Required work
Copy only what runs from the line containing "like [120, 114]." through the end of the material below, line for line, with both ends included.

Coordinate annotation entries
++++++++++++++++++++

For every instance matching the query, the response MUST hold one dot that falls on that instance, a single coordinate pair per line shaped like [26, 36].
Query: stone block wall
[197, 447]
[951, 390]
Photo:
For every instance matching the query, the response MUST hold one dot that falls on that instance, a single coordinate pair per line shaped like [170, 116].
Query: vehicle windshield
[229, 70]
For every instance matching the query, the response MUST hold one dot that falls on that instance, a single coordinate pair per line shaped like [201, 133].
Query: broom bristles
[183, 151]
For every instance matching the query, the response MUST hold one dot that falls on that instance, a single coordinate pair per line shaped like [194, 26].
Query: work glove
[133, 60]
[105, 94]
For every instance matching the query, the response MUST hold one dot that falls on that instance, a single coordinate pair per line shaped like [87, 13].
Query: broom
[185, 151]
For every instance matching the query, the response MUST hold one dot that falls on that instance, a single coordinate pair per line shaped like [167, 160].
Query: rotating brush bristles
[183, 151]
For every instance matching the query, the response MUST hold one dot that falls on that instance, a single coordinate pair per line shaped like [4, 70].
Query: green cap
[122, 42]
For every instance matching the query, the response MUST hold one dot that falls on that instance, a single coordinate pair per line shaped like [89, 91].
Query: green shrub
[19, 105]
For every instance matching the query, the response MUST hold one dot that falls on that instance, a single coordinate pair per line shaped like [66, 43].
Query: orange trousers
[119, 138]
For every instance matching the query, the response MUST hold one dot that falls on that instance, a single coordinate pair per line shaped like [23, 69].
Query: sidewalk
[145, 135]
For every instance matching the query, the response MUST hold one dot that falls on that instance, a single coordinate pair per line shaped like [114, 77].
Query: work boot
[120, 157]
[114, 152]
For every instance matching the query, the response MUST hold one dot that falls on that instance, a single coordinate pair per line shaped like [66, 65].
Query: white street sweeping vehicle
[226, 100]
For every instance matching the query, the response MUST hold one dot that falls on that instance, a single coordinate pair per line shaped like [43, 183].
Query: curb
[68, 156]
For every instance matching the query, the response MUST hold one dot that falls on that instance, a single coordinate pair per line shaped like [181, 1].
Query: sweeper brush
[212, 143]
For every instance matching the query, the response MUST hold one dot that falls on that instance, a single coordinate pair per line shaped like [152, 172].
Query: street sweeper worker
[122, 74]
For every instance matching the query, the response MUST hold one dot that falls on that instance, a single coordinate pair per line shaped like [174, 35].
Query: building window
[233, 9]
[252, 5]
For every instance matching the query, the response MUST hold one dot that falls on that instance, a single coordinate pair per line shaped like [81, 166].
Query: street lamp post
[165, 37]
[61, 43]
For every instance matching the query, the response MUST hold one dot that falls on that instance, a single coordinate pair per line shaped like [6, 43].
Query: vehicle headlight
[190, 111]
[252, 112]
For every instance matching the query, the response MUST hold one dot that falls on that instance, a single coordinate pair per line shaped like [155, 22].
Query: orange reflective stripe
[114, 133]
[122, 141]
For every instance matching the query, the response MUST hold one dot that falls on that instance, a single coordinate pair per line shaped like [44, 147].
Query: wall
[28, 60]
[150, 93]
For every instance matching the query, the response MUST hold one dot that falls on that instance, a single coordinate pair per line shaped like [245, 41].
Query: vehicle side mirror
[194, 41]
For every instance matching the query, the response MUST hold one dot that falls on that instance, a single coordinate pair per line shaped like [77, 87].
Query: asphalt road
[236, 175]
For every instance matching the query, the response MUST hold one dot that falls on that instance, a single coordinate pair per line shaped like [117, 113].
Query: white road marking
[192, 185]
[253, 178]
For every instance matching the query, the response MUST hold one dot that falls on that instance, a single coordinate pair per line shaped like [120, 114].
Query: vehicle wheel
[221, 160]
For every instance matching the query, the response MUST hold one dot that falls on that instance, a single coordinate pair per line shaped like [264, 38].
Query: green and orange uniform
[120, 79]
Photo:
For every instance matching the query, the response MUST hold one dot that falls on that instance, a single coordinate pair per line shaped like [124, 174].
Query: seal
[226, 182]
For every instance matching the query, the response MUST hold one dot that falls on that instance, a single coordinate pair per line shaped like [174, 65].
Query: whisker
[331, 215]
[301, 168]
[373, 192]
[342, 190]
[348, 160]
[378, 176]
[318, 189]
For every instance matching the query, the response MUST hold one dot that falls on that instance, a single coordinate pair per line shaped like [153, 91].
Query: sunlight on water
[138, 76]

++++++++++++++++++++

Task result
For every instance matching the query, the response MUST hold one dot that falls on that instance, a single coordinate pair per line shaped like [120, 114].
Query: vehicle wheel
[221, 160]
For every instance matching the query, the response MUST hold one dot that falls on that instance, a single coordinate pair per line shaped like [264, 38].
Query: green and orange uniform
[120, 79]
Photo:
For every instance matching the query, the response MUST hold one dot that falls on that instance, a single coordinate pair per line shaped like [124, 174].
Query: seal
[226, 182]
For every instance matching the query, the response MUST hold one dot that falls on that instance, a single coordinate pair per line shaped like [174, 65].
Query: whisker
[331, 215]
[301, 168]
[373, 192]
[342, 190]
[348, 160]
[378, 176]
[318, 189]
For every instance matching the query, the response MUST hold one dot that falls on that instance, a single coordinate pair per line shaped like [153, 91].
Query: sunlight on water
[138, 76]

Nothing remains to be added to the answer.